►
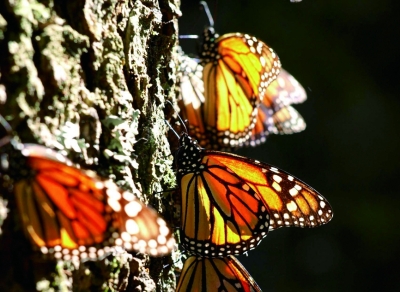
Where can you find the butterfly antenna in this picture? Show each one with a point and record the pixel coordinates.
(204, 5)
(7, 127)
(189, 36)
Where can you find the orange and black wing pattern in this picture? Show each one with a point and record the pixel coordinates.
(191, 98)
(235, 70)
(275, 114)
(217, 274)
(70, 213)
(230, 202)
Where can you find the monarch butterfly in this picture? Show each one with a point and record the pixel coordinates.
(236, 69)
(274, 115)
(72, 214)
(217, 274)
(229, 202)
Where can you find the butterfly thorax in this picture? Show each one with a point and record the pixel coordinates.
(209, 50)
(189, 156)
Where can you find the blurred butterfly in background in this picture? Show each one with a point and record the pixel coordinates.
(217, 274)
(229, 202)
(275, 115)
(70, 213)
(229, 82)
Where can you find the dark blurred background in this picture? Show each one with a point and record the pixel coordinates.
(347, 56)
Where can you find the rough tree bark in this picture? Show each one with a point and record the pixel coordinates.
(90, 78)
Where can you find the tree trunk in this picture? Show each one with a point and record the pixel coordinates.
(90, 78)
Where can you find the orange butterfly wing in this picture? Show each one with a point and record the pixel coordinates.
(218, 274)
(191, 97)
(71, 213)
(220, 95)
(290, 201)
(228, 201)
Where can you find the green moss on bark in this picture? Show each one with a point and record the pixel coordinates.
(90, 79)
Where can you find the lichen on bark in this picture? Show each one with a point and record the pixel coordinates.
(90, 79)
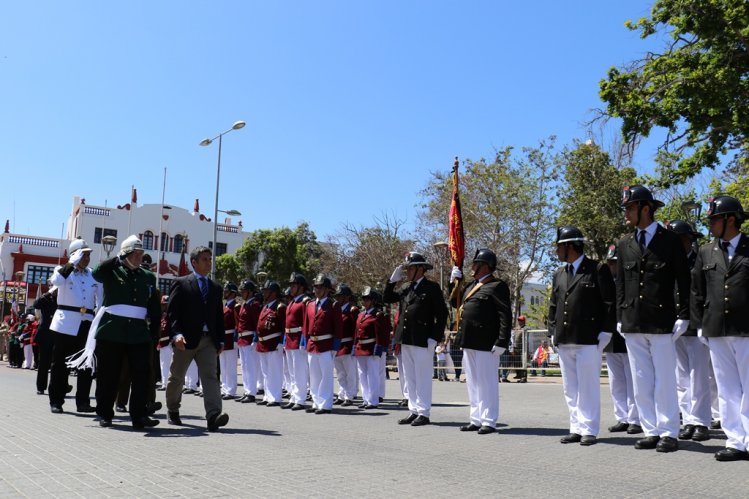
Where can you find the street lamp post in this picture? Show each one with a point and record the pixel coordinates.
(205, 142)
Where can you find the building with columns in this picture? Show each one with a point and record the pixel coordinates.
(168, 233)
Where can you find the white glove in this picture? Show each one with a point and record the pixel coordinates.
(603, 340)
(680, 327)
(456, 274)
(703, 340)
(76, 257)
(397, 274)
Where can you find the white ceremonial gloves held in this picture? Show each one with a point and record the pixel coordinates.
(456, 274)
(397, 274)
(603, 339)
(76, 257)
(680, 327)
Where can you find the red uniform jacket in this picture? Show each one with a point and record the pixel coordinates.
(164, 329)
(372, 328)
(270, 326)
(349, 328)
(322, 326)
(230, 325)
(247, 318)
(294, 322)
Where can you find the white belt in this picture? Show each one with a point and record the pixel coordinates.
(321, 337)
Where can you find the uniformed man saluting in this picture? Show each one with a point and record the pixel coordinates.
(422, 315)
(483, 335)
(720, 313)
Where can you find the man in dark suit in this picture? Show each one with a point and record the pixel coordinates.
(652, 263)
(422, 315)
(720, 313)
(197, 333)
(483, 335)
(581, 321)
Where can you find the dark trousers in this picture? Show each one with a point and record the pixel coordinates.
(45, 361)
(63, 346)
(110, 357)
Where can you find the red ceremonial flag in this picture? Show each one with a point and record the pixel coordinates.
(456, 239)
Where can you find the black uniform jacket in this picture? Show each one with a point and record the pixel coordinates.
(422, 312)
(720, 292)
(645, 283)
(188, 313)
(582, 306)
(486, 319)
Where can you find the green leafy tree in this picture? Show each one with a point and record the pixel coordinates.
(590, 197)
(696, 88)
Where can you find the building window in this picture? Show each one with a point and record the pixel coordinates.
(100, 232)
(165, 285)
(147, 240)
(178, 243)
(38, 274)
◄
Request :: Rewrite every entry above, changing "Show each one with a point" to "Mark each one with a point" wherever it occurs and leaving all else as it is. Omit the pictures from your answer.

The output ::
Where can you find the butterfly antenna in this picture? Mark each one with a point and record the pixel coordinates.
(204, 5)
(7, 127)
(189, 36)
Where can you find the orange and black wing pattern in this picture? Mark each one with a point and record the pixel coordinates.
(191, 98)
(235, 70)
(275, 114)
(217, 274)
(70, 213)
(230, 202)
Where can you find the monarch butterfly in this picture? Mark each one with a point and record the pixel coordinates.
(236, 69)
(274, 115)
(72, 214)
(217, 274)
(229, 202)
Where can you find the butterfly thorax in this picture? Mark each one with a point and record the pixel coordinates.
(209, 50)
(189, 156)
Where can you find the blurred butterfly in background in this picture? Mark each one with a point and record the pixel coordinates.
(217, 274)
(229, 202)
(275, 115)
(70, 213)
(229, 82)
Where can you find the dark blurred background in this picture? Mark each one with a point and record the pixel coordinates.
(347, 56)
Where can you find the rough tree bark in this picture? Mark each one with a point and record the pixel coordinates.
(90, 78)
Where can you find the tree trunk in this picture? Mark each one with a point and record the pixel coordinates.
(90, 78)
Where can you find the orange butterfly wing in this picture? Mark each one with a point and record the pixel coordinates.
(218, 274)
(191, 97)
(71, 213)
(220, 95)
(290, 201)
(228, 201)
Where can you find the green moss on bark in this picture? Mark each one with a point and record the pixel coordinates.
(90, 79)
Where can you find the lichen on bark in this picture? Mark each one with a point and record the pixel coordinates.
(90, 79)
Where can you find the street lamp post in this picture? Mark each one with a point and record the pixel coordinates.
(205, 142)
Where can you find the building with columns in this picture? Mark each one with a point and record the pixel coordinates.
(168, 233)
Where can you find the white glove in this picture? Mark each one with a point and record the pixel coordinates.
(603, 340)
(680, 327)
(456, 274)
(703, 340)
(76, 257)
(397, 274)
Where can you find the white ceremonial gloves held in this picture? Mark each one with a point and record the pixel coordinates.
(456, 274)
(397, 274)
(603, 339)
(76, 257)
(680, 327)
Where can you find the red uniform jacket in this picture? Mark each one with a point and record the pixel coordinates.
(164, 329)
(372, 328)
(270, 326)
(349, 328)
(322, 326)
(230, 325)
(247, 318)
(294, 322)
Where can you find the white belt in this picture? Mark each one with a point and record the pixel coordinates.
(321, 337)
Where can you find the uniformed man saluting in this picture? Mark each one with a point and record the pixel coordinates.
(422, 315)
(483, 335)
(720, 313)
Where can you find the man in dark suit in this picture? Mark each one with a point and record the pixel coordinates.
(652, 263)
(422, 315)
(720, 313)
(197, 333)
(483, 335)
(581, 321)
Where can you find the dark trousers in this picture? Mark each one with a point and record the pixel coordinates.
(45, 361)
(63, 346)
(110, 357)
Where can you find the red ceremonial flag in this picture? Mark each one with a point and record the pixel coordinates.
(456, 239)
Where can you find the black uniform jacket in this picture? Mark each one with a point and record the pixel coordinates.
(422, 312)
(720, 292)
(645, 283)
(188, 313)
(582, 306)
(486, 319)
Where can you find the green leafy tree in this picture? Mark each one with a point and record the pixel coordinates.
(590, 197)
(696, 88)
Where can you find the building window in this picture? Mark each one with a point and record the pixel coordinates.
(100, 232)
(165, 285)
(147, 240)
(178, 243)
(38, 274)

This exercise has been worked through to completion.